*Set task*
Rewrite the part of the listing that opens with the line containing "Could you please outline every instance of the wood grain?" and closes with the line containing "[[[455,59],[570,82],[568,0],[399,0]]]", changing "wood grain" to "timber grain" and leaving everything else as it is.

Image region outline listing
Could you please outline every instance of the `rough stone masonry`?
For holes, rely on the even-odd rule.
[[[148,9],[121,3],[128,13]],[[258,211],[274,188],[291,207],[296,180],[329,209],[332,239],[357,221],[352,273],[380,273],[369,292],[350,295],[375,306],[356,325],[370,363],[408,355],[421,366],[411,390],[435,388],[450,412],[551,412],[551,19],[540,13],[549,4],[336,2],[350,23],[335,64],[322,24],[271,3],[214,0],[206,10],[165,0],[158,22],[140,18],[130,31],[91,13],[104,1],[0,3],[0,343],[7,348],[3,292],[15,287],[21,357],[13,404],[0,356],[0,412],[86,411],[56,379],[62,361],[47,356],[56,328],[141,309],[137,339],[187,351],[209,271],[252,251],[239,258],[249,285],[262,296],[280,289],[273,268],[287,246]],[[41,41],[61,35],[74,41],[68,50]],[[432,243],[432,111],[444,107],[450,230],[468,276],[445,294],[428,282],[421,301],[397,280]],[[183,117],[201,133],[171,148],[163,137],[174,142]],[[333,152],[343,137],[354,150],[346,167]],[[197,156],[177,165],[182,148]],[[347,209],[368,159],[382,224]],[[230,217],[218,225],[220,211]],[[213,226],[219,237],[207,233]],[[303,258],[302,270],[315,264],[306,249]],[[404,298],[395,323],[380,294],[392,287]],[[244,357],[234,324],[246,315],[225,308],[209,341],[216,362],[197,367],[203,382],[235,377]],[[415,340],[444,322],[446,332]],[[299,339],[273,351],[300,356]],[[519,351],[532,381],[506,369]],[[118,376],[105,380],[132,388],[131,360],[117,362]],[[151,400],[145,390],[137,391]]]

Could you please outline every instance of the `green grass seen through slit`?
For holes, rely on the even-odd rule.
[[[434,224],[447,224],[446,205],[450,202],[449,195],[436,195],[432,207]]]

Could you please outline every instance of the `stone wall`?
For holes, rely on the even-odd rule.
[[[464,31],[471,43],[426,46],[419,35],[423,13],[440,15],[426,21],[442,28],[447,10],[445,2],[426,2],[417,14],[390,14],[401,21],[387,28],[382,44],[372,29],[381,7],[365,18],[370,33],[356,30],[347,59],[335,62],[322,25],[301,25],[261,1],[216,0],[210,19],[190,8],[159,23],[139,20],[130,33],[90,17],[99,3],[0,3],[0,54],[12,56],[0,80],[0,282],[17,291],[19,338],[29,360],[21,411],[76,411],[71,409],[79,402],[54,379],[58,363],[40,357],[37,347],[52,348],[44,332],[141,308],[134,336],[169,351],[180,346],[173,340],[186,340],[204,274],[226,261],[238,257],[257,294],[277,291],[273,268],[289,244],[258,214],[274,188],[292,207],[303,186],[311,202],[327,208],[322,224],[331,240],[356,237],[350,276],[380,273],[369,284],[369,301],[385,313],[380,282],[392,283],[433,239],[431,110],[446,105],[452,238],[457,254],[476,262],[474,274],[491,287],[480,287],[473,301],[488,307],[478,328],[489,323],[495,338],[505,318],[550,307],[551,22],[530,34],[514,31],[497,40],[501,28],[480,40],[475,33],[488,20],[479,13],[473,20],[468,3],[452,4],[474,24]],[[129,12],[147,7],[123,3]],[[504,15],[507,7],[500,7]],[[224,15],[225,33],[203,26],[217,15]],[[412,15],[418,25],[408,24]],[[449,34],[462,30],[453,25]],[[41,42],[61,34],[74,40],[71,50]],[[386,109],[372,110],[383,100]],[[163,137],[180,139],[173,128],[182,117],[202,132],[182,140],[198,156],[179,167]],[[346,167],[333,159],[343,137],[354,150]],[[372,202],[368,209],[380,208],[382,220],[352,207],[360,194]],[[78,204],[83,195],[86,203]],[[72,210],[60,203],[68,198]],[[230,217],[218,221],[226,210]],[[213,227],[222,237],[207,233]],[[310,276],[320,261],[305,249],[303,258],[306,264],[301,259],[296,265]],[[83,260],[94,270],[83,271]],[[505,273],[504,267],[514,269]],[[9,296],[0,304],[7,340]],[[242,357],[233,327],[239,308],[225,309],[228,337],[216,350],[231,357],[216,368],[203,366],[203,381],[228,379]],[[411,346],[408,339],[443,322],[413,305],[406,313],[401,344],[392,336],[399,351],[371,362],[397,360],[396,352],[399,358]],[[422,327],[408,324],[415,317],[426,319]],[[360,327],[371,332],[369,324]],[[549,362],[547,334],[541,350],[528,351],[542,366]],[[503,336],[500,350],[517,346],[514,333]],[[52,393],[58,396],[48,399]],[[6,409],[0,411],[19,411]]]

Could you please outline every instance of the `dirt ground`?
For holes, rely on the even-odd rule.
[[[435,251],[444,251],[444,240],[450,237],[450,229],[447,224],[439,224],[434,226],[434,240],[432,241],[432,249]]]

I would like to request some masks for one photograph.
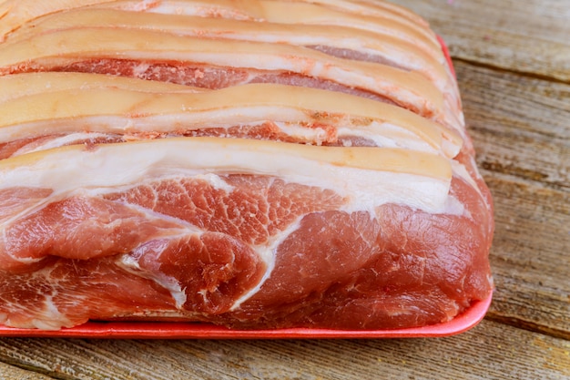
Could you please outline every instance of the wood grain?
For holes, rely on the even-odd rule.
[[[399,0],[450,46],[495,202],[487,318],[443,339],[0,339],[0,379],[570,378],[570,0]]]
[[[495,202],[489,316],[570,338],[570,85],[455,66]]]
[[[96,380],[562,379],[569,351],[565,340],[490,321],[444,339],[0,340],[2,361]]]
[[[455,59],[570,82],[568,0],[399,0]]]

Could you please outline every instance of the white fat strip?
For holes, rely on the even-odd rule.
[[[19,156],[22,154],[31,153],[39,150],[50,149],[53,148],[63,147],[64,145],[70,145],[77,142],[83,142],[85,140],[88,140],[91,139],[98,139],[98,138],[107,138],[108,135],[105,133],[88,133],[88,132],[78,132],[78,133],[70,133],[66,136],[58,136],[54,139],[50,139],[46,141],[43,141],[42,143],[29,143],[23,148],[17,149],[12,156]]]
[[[261,289],[261,286],[263,286],[265,282],[271,276],[271,272],[273,272],[273,269],[275,269],[277,248],[281,244],[281,242],[283,242],[285,239],[289,238],[289,236],[294,231],[299,229],[299,226],[300,225],[300,221],[303,219],[304,216],[305,215],[301,215],[294,222],[290,223],[287,227],[287,229],[270,237],[265,244],[259,245],[254,248],[255,252],[260,255],[263,262],[265,262],[265,264],[267,265],[267,270],[265,271],[265,273],[263,274],[263,277],[261,278],[260,282],[254,288],[249,290],[249,292],[239,297],[239,299],[238,299],[231,306],[230,311],[234,311],[239,308],[239,306],[244,302],[248,301],[249,298],[255,295],[260,291],[260,289]]]
[[[57,196],[80,188],[111,189],[174,175],[239,173],[274,176],[286,182],[330,189],[350,199],[347,207],[351,211],[372,210],[383,203],[406,204],[428,212],[444,210],[451,170],[449,178],[413,174],[419,167],[412,162],[433,159],[433,162],[424,164],[422,169],[436,170],[433,173],[443,175],[448,170],[445,165],[449,163],[444,163],[447,160],[409,151],[405,153],[410,162],[401,164],[398,160],[404,157],[401,156],[402,153],[390,151],[389,157],[396,155],[392,161],[399,169],[382,170],[335,163],[335,159],[352,159],[350,157],[355,153],[359,153],[355,159],[364,159],[360,152],[373,154],[376,150],[372,149],[339,149],[341,150],[215,138],[105,144],[92,150],[71,146],[5,159],[0,166],[0,189],[18,183],[25,187],[53,189],[54,195]],[[318,159],[326,152],[335,154],[330,158],[332,161]],[[420,164],[418,161],[417,165]],[[444,166],[440,168],[440,165]],[[400,171],[402,169],[412,172]]]
[[[166,244],[165,242],[165,245]],[[176,307],[178,309],[183,308],[187,299],[185,289],[180,287],[180,282],[175,277],[167,276],[165,274],[160,275],[158,273],[148,273],[140,268],[138,260],[129,254],[122,254],[116,262],[117,265],[129,273],[152,280],[163,288],[168,289],[168,292],[170,292],[172,299],[174,299]]]

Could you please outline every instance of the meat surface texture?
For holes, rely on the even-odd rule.
[[[453,69],[381,1],[0,2],[0,323],[445,323],[493,203]]]

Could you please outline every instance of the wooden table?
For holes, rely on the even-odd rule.
[[[496,292],[440,339],[0,339],[2,379],[570,378],[570,0],[401,0],[449,45],[495,200]]]

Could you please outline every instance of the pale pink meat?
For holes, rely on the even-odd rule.
[[[45,316],[55,305],[63,325],[174,314],[246,328],[389,328],[447,321],[489,291],[482,253],[489,225],[479,221],[488,209],[461,180],[453,194],[467,208],[463,216],[386,204],[376,218],[340,211],[344,200],[318,188],[259,176],[225,180],[231,191],[158,180],[50,203],[17,221],[0,251],[12,263],[36,262],[10,268],[2,258],[0,315],[20,326],[57,324],[53,313]],[[232,310],[267,269],[253,247],[297,221],[276,248],[270,276]]]
[[[354,6],[361,9],[356,3]],[[374,6],[375,12],[381,12],[381,8]],[[410,20],[419,22],[415,17]],[[334,26],[323,25],[323,27]],[[425,28],[425,33],[432,35],[421,22],[417,27]],[[34,29],[29,29],[33,39]],[[99,33],[99,29],[97,30]],[[75,40],[75,36],[70,36]],[[351,36],[347,36],[347,38]],[[8,45],[2,47],[9,57],[11,42],[7,41]],[[429,46],[435,46],[434,41],[422,44],[421,49],[430,50]],[[66,114],[62,118],[48,120],[30,118],[30,121],[20,121],[25,130],[32,131],[23,134],[15,132],[17,125],[10,124],[17,123],[10,121],[15,118],[6,119],[0,124],[4,128],[0,130],[0,175],[5,176],[0,180],[22,180],[24,175],[10,175],[22,168],[21,172],[28,173],[26,166],[33,166],[29,162],[44,157],[47,149],[61,152],[66,148],[77,148],[66,147],[69,145],[81,145],[91,153],[101,147],[109,147],[104,144],[117,144],[114,147],[122,149],[135,145],[131,143],[136,140],[156,139],[152,141],[156,146],[162,139],[182,138],[186,141],[197,137],[273,140],[287,143],[282,145],[288,147],[292,144],[335,147],[386,144],[390,146],[388,149],[409,152],[433,149],[433,152],[430,150],[426,155],[440,155],[437,158],[444,162],[442,167],[447,168],[445,165],[449,164],[448,173],[453,174],[447,175],[453,178],[451,184],[445,182],[443,186],[448,189],[449,185],[447,202],[437,209],[444,211],[430,212],[412,208],[406,201],[396,204],[395,200],[378,201],[370,206],[372,201],[359,203],[351,200],[352,193],[350,191],[353,190],[347,190],[349,195],[341,194],[339,189],[353,189],[348,186],[353,183],[342,182],[343,179],[335,177],[331,181],[334,185],[330,188],[321,187],[321,182],[318,180],[308,181],[306,183],[310,183],[308,185],[298,183],[299,177],[287,180],[280,173],[240,171],[240,168],[233,167],[234,161],[219,172],[199,165],[198,168],[157,166],[157,172],[150,168],[148,178],[146,174],[133,177],[133,182],[125,180],[117,181],[118,185],[108,186],[97,182],[83,188],[83,184],[78,188],[74,186],[71,190],[59,186],[59,182],[53,185],[56,182],[49,180],[46,182],[52,183],[54,189],[45,187],[41,180],[30,180],[29,183],[42,184],[36,187],[0,181],[0,222],[3,223],[0,230],[0,324],[55,330],[88,320],[166,320],[213,323],[246,329],[392,329],[445,323],[473,303],[489,297],[493,288],[488,261],[494,227],[493,201],[475,167],[473,146],[465,132],[459,94],[450,67],[431,70],[433,66],[430,66],[418,75],[406,59],[392,60],[374,50],[327,46],[326,41],[323,45],[305,42],[301,43],[301,50],[310,53],[307,56],[324,57],[320,58],[321,62],[311,63],[323,66],[322,69],[311,71],[309,67],[285,64],[258,67],[259,62],[248,59],[239,61],[236,67],[224,60],[216,61],[214,65],[194,56],[187,61],[178,61],[173,58],[178,56],[167,56],[168,52],[163,52],[165,56],[158,53],[156,58],[146,56],[137,60],[139,56],[136,54],[121,56],[109,51],[104,56],[87,53],[84,56],[82,54],[86,53],[77,53],[76,56],[62,54],[38,60],[8,60],[12,63],[0,67],[0,75],[17,77],[34,71],[81,72],[136,78],[137,80],[133,82],[137,82],[137,86],[141,83],[158,85],[148,81],[159,81],[208,89],[250,83],[321,88],[334,93],[335,99],[341,92],[388,103],[396,106],[389,108],[406,108],[434,124],[439,123],[443,129],[453,129],[457,139],[451,141],[451,133],[443,133],[441,145],[453,142],[456,144],[453,147],[459,147],[463,143],[461,151],[452,158],[459,150],[457,148],[446,156],[451,149],[441,148],[427,127],[423,131],[420,126],[417,133],[412,133],[404,128],[405,123],[403,127],[392,126],[390,118],[382,120],[383,116],[373,119],[374,123],[383,123],[382,128],[368,133],[369,126],[376,125],[372,119],[355,121],[358,115],[348,111],[325,118],[319,116],[318,109],[300,111],[299,119],[301,121],[299,122],[276,119],[271,113],[276,111],[259,111],[259,119],[254,115],[247,121],[236,121],[235,125],[233,120],[226,119],[214,119],[211,124],[209,121],[203,125],[196,125],[198,122],[184,125],[177,118],[178,108],[175,113],[159,114],[158,118],[145,118],[141,113],[131,115],[132,108],[129,108],[125,115],[70,117]],[[240,44],[245,46],[243,42]],[[12,46],[17,46],[15,43]],[[441,56],[439,46],[435,47],[428,52],[430,56]],[[139,46],[133,46],[132,51],[137,48]],[[405,44],[402,48],[412,49],[414,46]],[[249,50],[240,52],[245,54],[245,51]],[[267,56],[264,59],[277,59]],[[291,62],[298,59],[305,62],[302,56],[296,55],[288,58]],[[329,61],[338,61],[339,67],[346,65],[343,75],[351,79],[331,75],[328,70],[332,64],[326,63]],[[379,65],[361,62],[356,65],[354,61],[396,69],[388,67],[390,70],[386,73],[390,74],[385,77],[380,77],[376,76]],[[434,62],[437,65],[439,60]],[[366,74],[363,70],[365,74],[361,77],[373,78],[373,86],[367,81],[358,82],[363,80],[361,77],[357,76],[361,78],[358,80],[351,77],[350,67],[372,67],[371,73],[373,73]],[[311,75],[311,72],[320,74]],[[398,78],[399,76],[405,80]],[[425,86],[422,85],[422,81],[426,82]],[[359,84],[354,84],[356,82]],[[50,96],[49,91],[56,91],[50,90],[50,84],[42,82],[41,86],[34,83],[36,89],[33,91],[45,90],[46,97]],[[42,89],[37,89],[40,87]],[[3,98],[14,98],[6,93]],[[365,101],[358,99],[359,105]],[[376,105],[371,102],[362,107],[374,108]],[[25,109],[29,108],[26,106]],[[252,106],[251,109],[257,108]],[[183,110],[193,112],[192,105],[188,108],[185,105]],[[237,115],[242,111],[238,108],[228,112]],[[248,108],[244,112],[252,111]],[[411,112],[405,114],[419,118]],[[402,118],[408,120],[404,116]],[[152,124],[158,122],[156,120],[164,125]],[[66,125],[66,122],[69,124]],[[120,125],[117,126],[109,127],[106,123]],[[386,136],[371,137],[376,130]],[[446,138],[450,140],[443,141]],[[61,148],[64,146],[66,148]],[[148,157],[154,153],[149,149]],[[160,153],[157,152],[156,157],[161,158]],[[192,153],[188,151],[188,155]],[[221,149],[219,154],[224,154]],[[147,158],[137,162],[147,163]],[[115,156],[105,157],[113,164],[115,159]],[[46,162],[49,164],[49,160]],[[56,168],[60,162],[56,162]],[[362,160],[354,162],[339,159],[329,166],[360,170],[360,166],[368,165]],[[76,169],[83,169],[81,165],[96,163],[81,161]],[[40,164],[37,167],[42,168]],[[97,173],[103,178],[97,177],[99,181],[107,182],[107,176],[122,178],[126,174],[120,165],[115,168],[107,162],[102,167],[107,168],[107,171],[104,175]],[[33,166],[34,169],[36,168]],[[386,172],[382,170],[374,168],[366,173],[372,172],[371,176],[383,179],[382,176]],[[402,174],[394,170],[396,174]],[[30,170],[29,175],[41,178],[43,173],[39,171]],[[410,176],[424,179],[423,173]],[[429,176],[428,173],[425,178]],[[63,175],[61,178],[65,181],[70,177]],[[363,183],[377,182],[364,180]],[[427,180],[422,183],[433,184]],[[376,188],[373,189],[375,191]],[[418,192],[425,193],[429,191]],[[408,204],[416,204],[412,203],[414,196],[417,194],[410,196],[412,200]],[[402,199],[407,200],[405,197]]]

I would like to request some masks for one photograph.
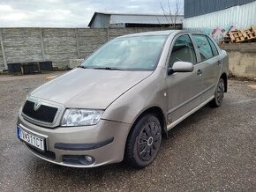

*The result*
Could you please outline every instance of the timber grain?
For holes, rely on the even-odd rule.
[[[399,0],[450,46],[495,202],[487,318],[443,339],[0,339],[0,379],[570,378],[570,0]]]
[[[495,202],[489,316],[570,338],[570,85],[455,66]]]
[[[96,380],[562,379],[569,351],[565,340],[490,321],[444,339],[0,340],[2,361]]]
[[[455,59],[570,82],[568,0],[399,0]]]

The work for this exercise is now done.